--- DATA RECORDS ---

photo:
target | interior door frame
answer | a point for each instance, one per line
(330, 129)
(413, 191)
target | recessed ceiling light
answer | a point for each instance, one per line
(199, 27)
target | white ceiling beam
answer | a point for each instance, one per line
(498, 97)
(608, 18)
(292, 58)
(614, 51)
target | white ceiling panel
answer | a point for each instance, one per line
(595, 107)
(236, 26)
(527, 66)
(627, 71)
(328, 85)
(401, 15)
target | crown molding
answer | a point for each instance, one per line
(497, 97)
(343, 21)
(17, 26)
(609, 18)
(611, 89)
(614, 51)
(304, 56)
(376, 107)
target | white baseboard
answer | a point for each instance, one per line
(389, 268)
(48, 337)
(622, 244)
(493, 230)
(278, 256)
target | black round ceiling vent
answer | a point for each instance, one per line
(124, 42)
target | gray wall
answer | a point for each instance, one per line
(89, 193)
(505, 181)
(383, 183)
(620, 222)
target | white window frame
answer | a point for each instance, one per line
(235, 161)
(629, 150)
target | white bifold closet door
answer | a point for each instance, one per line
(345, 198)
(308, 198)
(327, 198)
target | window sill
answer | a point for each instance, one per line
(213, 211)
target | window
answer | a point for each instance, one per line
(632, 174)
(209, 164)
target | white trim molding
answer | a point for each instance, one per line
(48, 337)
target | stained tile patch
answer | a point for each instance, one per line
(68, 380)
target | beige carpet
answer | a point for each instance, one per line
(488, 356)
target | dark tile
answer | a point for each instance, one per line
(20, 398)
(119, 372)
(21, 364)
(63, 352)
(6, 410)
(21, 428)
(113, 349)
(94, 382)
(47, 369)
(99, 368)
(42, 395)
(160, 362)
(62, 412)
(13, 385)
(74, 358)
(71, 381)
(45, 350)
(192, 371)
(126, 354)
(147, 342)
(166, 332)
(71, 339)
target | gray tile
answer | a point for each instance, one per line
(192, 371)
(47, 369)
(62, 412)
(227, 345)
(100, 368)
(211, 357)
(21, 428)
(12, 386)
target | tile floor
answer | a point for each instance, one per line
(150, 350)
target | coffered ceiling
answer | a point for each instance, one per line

---

• **OBJECTIVE**: Format every line of the entries above as a JSON list of strings, one string per line, omitting any blank lines.

• **SOLUTION**:
[
  "photo:",
  "target | interior door frame",
  "answer | a point for each instance, one per line",
  "(330, 129)",
  "(413, 191)",
  "target | recessed ceiling light",
  "answer | a point for each instance, one per line",
  "(199, 27)",
  "target | white ceiling beam",
  "answer | a point for each instance, one per line",
  "(498, 97)",
  "(608, 18)",
  "(292, 58)",
  "(614, 51)",
  "target | white ceiling panel",
  "answer | a point for each instance, one per line",
  "(595, 107)",
  "(236, 26)",
  "(527, 66)",
  "(627, 71)",
  "(328, 85)",
  "(401, 15)",
  "target | crown molding",
  "answer | a point for each instance, one per line",
  "(497, 97)",
  "(343, 21)",
  "(17, 26)",
  "(609, 18)",
  "(611, 89)",
  "(614, 51)",
  "(304, 56)",
  "(376, 107)",
  "target | white baseboard",
  "answer | a point for each instance, one per line",
  "(389, 268)",
  "(48, 337)",
  "(622, 244)",
  "(493, 230)",
  "(278, 256)",
  "target | black round ceiling vent",
  "answer | a point for each instance, one per line",
  "(124, 42)",
  "target | gray wall",
  "answer | a point for each instance, one per line",
  "(89, 193)",
  "(505, 181)",
  "(383, 183)",
  "(620, 222)",
  "target | white window frame",
  "answer | a point for each instance, one per line",
  "(235, 161)",
  "(629, 150)",
  "target | white bifold closet door",
  "answer | a point for each instance, one per line",
  "(345, 198)",
  "(308, 198)",
  "(327, 198)",
  "target | window sill",
  "answer | a point for each instance, one per line",
  "(213, 211)",
  "target | window",
  "answer | a point for each instance, one per line",
  "(632, 174)",
  "(209, 164)",
  "target | white trim molding",
  "answer | a point for each instance, one per line",
  "(48, 337)",
  "target | stained tile patch",
  "answer | a point for each instance, one per line",
  "(68, 380)",
  "target | beige carpet",
  "answer | a point for each instance, one per line",
  "(488, 356)",
  "target | dark tile",
  "answer | a point for each instance, one per line",
  "(20, 398)",
  "(119, 372)",
  "(21, 364)",
  "(63, 352)",
  "(6, 410)",
  "(21, 428)",
  "(113, 349)",
  "(94, 382)",
  "(47, 369)",
  "(99, 368)",
  "(42, 395)",
  "(160, 362)",
  "(62, 412)",
  "(13, 385)",
  "(74, 358)",
  "(71, 381)",
  "(45, 350)",
  "(192, 371)",
  "(126, 354)",
  "(147, 342)",
  "(166, 332)",
  "(71, 339)",
  "target | gray tile",
  "answer | a point for each instance, one per line",
  "(192, 371)",
  "(47, 369)",
  "(62, 412)",
  "(227, 345)",
  "(100, 368)",
  "(211, 357)",
  "(21, 428)",
  "(12, 386)",
  "target | tile floor",
  "answer | a point for each instance, one per line",
  "(150, 350)",
  "target | coffered ceiling",
  "answer | a point for each instance, one per line"
]